*Natural language region descriptions*:
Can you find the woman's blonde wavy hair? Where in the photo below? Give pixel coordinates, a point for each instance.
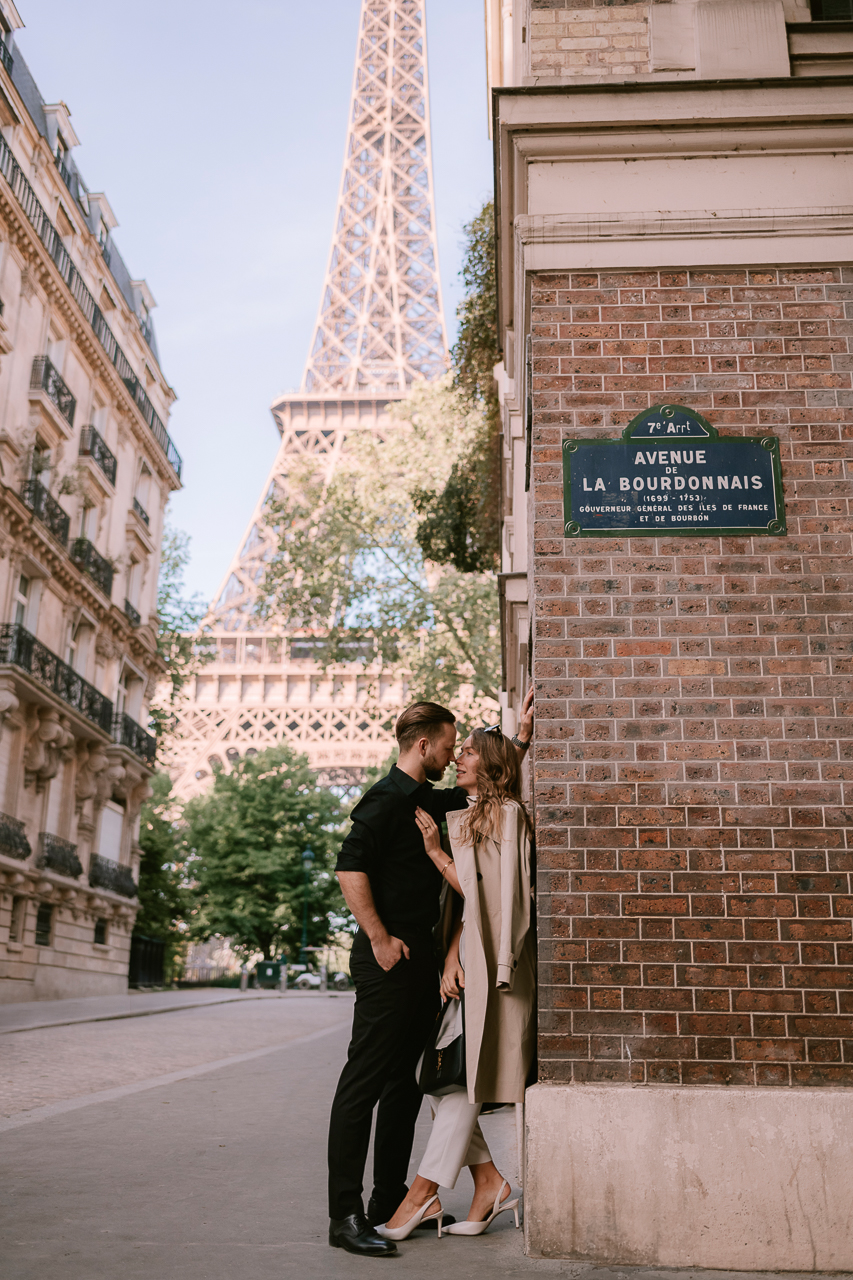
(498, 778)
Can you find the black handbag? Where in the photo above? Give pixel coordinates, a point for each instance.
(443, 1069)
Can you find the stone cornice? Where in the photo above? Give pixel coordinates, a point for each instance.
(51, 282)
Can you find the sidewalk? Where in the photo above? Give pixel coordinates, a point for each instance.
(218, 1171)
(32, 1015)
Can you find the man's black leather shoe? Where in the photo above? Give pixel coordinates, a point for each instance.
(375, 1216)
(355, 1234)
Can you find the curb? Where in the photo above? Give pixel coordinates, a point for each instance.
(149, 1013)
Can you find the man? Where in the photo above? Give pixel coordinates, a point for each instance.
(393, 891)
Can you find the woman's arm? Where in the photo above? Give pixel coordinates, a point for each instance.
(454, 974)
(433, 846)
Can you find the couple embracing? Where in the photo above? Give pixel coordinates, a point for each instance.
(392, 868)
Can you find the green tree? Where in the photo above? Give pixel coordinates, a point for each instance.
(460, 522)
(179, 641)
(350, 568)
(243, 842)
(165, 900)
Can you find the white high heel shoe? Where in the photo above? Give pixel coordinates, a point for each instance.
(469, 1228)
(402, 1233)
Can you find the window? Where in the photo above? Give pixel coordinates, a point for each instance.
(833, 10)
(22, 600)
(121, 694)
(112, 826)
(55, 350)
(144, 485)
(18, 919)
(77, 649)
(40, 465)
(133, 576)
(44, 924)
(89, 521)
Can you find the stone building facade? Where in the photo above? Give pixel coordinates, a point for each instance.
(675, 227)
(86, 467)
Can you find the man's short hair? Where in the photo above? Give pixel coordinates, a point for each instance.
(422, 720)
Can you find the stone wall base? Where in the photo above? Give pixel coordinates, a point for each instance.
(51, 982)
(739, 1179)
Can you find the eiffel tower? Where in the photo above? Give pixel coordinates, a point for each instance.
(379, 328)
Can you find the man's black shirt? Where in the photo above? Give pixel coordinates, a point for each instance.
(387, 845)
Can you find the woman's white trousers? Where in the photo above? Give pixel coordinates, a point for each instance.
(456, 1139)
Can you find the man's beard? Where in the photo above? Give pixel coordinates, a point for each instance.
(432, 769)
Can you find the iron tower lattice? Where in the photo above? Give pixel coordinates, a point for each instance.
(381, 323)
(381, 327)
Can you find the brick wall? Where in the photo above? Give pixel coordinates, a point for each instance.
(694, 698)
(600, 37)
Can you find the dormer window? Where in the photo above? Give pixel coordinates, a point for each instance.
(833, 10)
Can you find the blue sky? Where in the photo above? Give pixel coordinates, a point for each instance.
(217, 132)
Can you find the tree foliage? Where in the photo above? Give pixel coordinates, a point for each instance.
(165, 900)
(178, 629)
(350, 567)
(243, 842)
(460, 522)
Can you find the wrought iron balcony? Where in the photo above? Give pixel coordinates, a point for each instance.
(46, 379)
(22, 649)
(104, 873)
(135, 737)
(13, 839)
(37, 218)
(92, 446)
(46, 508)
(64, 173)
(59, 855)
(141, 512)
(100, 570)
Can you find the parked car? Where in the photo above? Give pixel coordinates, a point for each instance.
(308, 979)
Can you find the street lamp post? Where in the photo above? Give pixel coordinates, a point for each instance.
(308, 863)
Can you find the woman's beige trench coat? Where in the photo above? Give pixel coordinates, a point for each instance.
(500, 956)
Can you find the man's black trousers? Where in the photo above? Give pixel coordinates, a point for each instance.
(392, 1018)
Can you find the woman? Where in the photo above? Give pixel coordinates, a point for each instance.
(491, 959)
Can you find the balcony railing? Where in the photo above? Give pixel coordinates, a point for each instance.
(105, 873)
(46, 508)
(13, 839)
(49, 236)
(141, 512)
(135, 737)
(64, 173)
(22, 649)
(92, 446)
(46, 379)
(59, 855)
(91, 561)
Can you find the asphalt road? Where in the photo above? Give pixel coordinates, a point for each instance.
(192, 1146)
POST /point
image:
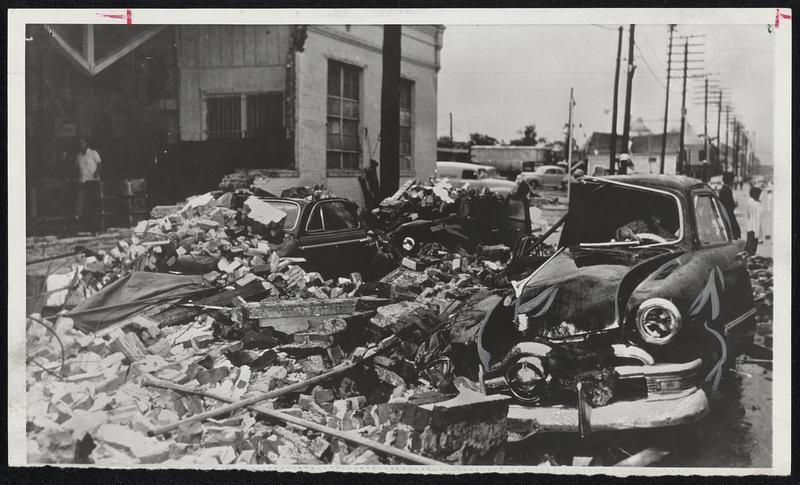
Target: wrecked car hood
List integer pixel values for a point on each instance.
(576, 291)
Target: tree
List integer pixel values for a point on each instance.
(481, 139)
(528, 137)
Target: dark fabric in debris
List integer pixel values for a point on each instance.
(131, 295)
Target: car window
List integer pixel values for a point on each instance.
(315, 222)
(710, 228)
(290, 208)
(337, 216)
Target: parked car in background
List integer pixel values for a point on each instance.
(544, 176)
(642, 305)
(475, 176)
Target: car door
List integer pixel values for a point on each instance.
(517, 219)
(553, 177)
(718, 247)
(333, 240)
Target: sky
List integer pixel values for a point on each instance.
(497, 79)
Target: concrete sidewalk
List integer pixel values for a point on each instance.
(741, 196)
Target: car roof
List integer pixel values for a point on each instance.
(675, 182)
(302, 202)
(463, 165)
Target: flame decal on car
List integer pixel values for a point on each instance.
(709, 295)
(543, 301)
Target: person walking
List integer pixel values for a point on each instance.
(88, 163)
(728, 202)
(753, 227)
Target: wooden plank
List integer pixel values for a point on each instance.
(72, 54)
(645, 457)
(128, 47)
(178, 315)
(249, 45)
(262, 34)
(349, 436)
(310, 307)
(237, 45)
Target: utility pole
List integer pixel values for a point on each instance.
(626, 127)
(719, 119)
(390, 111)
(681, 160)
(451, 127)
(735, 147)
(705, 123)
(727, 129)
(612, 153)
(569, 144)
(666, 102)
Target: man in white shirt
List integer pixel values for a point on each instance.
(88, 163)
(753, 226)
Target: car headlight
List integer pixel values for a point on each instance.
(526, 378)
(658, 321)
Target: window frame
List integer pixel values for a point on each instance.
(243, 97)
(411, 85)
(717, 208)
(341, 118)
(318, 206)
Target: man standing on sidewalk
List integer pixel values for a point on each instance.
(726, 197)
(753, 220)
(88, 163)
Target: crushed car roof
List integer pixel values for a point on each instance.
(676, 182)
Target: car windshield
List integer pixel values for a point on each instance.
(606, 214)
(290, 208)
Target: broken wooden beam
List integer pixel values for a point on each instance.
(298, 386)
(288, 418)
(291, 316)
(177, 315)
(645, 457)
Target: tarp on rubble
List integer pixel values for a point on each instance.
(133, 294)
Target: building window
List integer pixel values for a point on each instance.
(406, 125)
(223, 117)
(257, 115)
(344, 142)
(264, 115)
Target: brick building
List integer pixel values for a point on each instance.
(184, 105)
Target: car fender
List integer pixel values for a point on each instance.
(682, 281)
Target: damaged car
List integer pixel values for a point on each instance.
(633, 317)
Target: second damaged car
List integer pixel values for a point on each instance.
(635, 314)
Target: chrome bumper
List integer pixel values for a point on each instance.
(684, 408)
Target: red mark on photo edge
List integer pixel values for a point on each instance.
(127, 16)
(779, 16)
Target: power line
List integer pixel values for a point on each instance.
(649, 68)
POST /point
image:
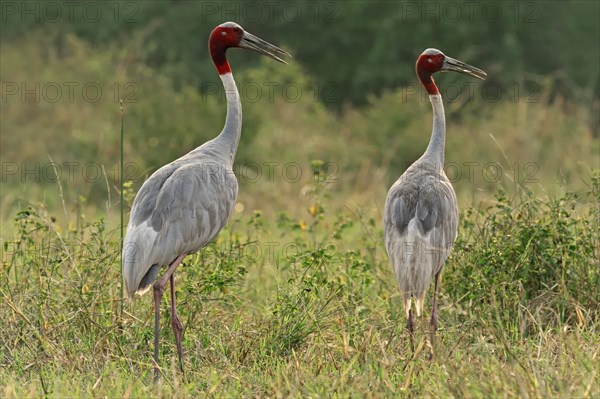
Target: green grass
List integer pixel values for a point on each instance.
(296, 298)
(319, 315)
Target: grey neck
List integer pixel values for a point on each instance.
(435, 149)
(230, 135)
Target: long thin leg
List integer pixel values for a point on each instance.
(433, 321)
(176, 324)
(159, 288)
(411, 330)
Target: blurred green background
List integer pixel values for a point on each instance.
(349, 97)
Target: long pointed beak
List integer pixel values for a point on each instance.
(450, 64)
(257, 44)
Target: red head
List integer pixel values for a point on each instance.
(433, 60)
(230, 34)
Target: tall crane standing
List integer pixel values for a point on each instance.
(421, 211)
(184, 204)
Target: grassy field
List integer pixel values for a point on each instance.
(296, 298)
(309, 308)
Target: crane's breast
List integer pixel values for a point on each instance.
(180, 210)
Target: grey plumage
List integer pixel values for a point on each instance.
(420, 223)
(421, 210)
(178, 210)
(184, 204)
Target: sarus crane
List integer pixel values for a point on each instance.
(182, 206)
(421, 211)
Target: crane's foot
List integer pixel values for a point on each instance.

*WHAT YOU SHOULD DO*:
Each line above that includes "standing" should be shown.

*SOLUTION*:
Target: man standing on sidewalk
Target: tall crane standing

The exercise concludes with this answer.